**Exercise**.
Reproduce verbatim only the lines from the one containing "the dark trousers" through the last line below, both included.

**Data in this exercise**.
>> begin

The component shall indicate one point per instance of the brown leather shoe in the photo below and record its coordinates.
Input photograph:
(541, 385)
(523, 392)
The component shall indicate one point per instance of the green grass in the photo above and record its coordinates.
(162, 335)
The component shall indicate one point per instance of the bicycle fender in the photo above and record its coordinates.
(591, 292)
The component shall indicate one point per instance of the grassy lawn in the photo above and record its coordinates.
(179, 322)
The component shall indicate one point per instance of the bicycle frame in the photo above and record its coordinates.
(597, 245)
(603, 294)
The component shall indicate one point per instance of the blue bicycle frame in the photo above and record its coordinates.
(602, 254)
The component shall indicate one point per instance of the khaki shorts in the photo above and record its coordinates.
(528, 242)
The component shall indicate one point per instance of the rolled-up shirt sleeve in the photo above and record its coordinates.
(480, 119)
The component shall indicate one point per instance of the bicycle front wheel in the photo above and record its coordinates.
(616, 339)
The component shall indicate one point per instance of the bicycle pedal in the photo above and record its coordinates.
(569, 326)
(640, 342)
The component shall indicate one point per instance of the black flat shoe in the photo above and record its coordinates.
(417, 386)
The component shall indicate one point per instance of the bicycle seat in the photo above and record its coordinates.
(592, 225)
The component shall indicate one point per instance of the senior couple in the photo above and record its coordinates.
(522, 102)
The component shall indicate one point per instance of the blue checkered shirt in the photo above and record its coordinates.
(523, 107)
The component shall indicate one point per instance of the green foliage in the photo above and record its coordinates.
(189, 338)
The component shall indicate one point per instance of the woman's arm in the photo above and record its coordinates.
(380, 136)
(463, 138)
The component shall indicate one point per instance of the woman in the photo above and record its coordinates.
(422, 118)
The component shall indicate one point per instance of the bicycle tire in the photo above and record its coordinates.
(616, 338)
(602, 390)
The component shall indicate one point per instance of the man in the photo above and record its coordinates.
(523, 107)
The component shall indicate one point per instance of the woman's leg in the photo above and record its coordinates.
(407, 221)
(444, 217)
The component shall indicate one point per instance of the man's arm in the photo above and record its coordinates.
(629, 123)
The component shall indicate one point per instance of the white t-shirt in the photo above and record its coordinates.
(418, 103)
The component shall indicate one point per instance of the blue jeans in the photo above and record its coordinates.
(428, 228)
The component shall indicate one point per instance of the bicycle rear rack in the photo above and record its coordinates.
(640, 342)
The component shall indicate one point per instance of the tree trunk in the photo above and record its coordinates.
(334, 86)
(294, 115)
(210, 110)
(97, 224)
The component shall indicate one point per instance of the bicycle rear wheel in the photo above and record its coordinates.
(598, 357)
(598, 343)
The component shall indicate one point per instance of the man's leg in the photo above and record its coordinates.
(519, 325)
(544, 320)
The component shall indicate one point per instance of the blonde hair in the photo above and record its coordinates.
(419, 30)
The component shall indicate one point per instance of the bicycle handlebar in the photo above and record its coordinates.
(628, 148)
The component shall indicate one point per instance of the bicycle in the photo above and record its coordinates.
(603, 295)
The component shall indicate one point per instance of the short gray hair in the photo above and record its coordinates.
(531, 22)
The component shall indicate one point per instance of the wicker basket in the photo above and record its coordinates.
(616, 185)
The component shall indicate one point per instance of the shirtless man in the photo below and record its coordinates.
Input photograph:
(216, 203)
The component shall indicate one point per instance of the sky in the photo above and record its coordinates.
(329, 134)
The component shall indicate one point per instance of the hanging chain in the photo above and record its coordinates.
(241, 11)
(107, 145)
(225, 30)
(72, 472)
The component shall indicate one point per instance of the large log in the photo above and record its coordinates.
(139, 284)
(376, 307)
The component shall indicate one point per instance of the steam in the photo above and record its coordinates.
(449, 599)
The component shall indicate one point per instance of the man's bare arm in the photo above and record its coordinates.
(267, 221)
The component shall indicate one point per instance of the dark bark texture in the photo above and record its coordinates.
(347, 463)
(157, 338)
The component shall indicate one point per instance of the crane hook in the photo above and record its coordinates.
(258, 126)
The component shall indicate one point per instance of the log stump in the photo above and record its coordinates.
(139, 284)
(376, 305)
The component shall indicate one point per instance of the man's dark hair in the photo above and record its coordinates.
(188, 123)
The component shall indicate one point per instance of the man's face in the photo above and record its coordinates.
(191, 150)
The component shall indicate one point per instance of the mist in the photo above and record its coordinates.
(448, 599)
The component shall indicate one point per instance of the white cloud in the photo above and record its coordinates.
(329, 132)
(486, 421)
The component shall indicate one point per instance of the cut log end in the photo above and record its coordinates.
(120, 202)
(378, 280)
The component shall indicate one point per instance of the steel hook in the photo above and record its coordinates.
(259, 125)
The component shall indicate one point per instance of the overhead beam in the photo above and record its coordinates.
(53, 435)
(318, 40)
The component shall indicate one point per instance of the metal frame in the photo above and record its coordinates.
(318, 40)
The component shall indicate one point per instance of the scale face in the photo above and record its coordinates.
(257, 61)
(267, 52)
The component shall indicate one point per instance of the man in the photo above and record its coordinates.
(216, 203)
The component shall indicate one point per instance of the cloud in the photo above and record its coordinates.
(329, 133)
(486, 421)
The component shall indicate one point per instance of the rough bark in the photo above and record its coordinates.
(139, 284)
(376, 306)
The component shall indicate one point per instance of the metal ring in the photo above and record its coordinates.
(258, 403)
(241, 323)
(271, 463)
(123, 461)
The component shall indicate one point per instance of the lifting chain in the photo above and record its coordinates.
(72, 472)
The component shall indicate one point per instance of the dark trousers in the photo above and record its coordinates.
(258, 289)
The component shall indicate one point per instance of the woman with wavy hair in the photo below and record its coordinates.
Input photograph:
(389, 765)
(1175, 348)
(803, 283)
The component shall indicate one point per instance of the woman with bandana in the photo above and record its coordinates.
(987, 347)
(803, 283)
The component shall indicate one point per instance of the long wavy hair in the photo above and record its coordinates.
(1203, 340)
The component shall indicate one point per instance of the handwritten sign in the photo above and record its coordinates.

>> end

**Result for this task**.
The component shall indicate one point per instance of the dark trousers in the photo above and record its coordinates.
(258, 289)
The component shall indicate one point per instance of the woman with wavy hair in the photo below and record its coordinates.
Input photograph:
(389, 765)
(1175, 348)
(803, 283)
The component shall indicate one point per instance of the woman with bandana in the photo above and record its coordinates.
(987, 347)
(803, 283)
The component shall indicate one point per instance of the long wavy hair in the photo above and record its coordinates.
(1203, 340)
The component shall indicate one point per instance of the handwritten sign in the photo above and record its coordinates.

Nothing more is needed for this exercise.